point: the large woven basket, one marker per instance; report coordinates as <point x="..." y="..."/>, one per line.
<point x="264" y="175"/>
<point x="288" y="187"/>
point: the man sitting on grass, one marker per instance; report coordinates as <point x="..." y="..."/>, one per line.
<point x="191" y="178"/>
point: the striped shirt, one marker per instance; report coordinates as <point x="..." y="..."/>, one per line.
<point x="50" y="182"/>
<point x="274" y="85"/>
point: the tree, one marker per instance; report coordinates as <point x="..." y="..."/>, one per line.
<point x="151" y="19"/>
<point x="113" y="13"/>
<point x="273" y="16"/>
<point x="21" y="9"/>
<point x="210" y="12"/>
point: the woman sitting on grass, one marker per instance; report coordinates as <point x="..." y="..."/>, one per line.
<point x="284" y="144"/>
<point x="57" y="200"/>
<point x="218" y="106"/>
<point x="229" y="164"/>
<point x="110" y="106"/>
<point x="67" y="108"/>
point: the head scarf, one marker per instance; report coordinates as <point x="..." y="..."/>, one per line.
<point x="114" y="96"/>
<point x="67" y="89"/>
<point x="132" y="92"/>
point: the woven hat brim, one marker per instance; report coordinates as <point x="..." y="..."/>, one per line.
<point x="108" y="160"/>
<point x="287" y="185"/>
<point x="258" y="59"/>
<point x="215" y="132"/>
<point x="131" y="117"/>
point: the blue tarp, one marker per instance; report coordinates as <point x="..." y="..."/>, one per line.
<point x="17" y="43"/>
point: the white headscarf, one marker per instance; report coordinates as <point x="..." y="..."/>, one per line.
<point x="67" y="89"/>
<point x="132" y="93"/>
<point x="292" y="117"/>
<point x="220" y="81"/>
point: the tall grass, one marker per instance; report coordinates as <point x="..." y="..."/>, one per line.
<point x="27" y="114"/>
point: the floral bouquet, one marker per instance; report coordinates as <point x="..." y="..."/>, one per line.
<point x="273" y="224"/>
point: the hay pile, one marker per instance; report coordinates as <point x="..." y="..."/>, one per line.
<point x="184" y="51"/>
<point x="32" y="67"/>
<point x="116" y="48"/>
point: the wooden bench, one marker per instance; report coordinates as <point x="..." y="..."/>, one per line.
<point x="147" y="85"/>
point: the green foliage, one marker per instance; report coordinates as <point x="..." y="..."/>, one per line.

:::::

__Task to complete__.
Could you return, word for word, the lines of the listing that start at the line containing "point: the woven" and end at the final line of the listing, with both of those lines included?

__Answer below__.
point: the woven hat brim, one marker per instance; report coordinates as <point x="..." y="..."/>, one per line.
<point x="108" y="160"/>
<point x="287" y="185"/>
<point x="258" y="59"/>
<point x="215" y="132"/>
<point x="131" y="117"/>
point: the blue tarp, one marker per instance; report coordinates as <point x="..." y="..."/>, one per line.
<point x="17" y="43"/>
point: the white headscarf, one marker per instance; report coordinates as <point x="..." y="..."/>, one per line.
<point x="67" y="89"/>
<point x="132" y="93"/>
<point x="292" y="117"/>
<point x="220" y="81"/>
point: the tall grass, one marker per instance; report coordinates as <point x="..." y="..."/>, one per line.
<point x="27" y="114"/>
point: the floral bouquet, one marker per instance; report coordinates as <point x="..." y="..."/>, one per line.
<point x="273" y="224"/>
point: the hay pile, one marker per instance; report coordinates as <point x="..." y="..."/>, one per line.
<point x="184" y="51"/>
<point x="32" y="67"/>
<point x="116" y="48"/>
point: the wooden bench, one marker per instance; report coordinates as <point x="..." y="..."/>, one per line.
<point x="147" y="85"/>
point: the green foliage, one marker per instance; report coordinates as <point x="..." y="..."/>, one per line.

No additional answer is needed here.